● Items from a data collection:
——
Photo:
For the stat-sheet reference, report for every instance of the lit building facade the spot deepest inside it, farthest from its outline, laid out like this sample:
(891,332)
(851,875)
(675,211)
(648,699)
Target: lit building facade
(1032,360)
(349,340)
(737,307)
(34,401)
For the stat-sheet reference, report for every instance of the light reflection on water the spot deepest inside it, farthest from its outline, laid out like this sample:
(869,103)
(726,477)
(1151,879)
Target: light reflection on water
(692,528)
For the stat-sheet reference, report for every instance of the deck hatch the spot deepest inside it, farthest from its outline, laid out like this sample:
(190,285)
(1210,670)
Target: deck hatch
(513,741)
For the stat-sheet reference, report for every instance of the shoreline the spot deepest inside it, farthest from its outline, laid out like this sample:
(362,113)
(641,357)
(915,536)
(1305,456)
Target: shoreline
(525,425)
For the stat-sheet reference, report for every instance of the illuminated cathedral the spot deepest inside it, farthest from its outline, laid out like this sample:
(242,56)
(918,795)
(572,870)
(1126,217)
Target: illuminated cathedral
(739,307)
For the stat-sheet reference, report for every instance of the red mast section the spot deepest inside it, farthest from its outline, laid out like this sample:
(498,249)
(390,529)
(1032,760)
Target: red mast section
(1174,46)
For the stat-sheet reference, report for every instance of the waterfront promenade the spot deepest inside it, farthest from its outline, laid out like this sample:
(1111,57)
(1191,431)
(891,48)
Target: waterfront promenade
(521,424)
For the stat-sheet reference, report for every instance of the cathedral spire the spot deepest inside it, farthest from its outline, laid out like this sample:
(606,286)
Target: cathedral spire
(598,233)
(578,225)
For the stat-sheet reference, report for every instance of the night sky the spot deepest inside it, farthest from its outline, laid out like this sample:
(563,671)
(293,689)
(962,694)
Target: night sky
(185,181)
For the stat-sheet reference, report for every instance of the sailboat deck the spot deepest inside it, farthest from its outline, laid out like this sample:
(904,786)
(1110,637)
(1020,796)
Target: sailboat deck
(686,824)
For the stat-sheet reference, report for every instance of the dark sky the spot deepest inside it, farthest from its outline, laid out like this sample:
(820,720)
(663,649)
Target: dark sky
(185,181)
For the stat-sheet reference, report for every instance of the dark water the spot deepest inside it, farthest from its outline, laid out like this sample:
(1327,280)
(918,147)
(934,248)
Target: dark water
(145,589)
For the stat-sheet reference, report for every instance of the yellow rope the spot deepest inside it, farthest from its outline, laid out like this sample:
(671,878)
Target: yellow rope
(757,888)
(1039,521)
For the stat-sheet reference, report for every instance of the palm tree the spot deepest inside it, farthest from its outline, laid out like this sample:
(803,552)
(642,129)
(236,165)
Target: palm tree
——
Could you rescale the stretch from the line containing "the dark sky" through the end of the items by repeating every line, requests included, with each coordinate in the answers multiplied by 2.45 and rounded to a whole number, halves up? Leave the numbers in the requests and their format samples unchanged.

● Solution for this problem:
For the stat-sheet reference, report for every instance of the dark sky the spot deepest inside it, farthest from its outline, laid out like this sample:
(820,720)
(663,649)
Target: dark sky
(453,443)
For the stat-sheet reference, report for every instance of the dark water the spot deepest inside it, farthest from its outline, laid out like this sample:
(1327,280)
(918,147)
(934,248)
Target: dark water
(355,1443)
For the stat-sheet reference, report for every instance of the yellow rope the spot deepest inside it, farthest from its outline, laid out like this sample:
(671,878)
Target: yellow rope
(1855,2176)
(2546,1276)
For the stat-sheet reference, report for every instance of the palm tree the spot deepest inside it, farthest from its outline, laid out like this sample:
(803,552)
(642,129)
(236,165)
Target: palm tree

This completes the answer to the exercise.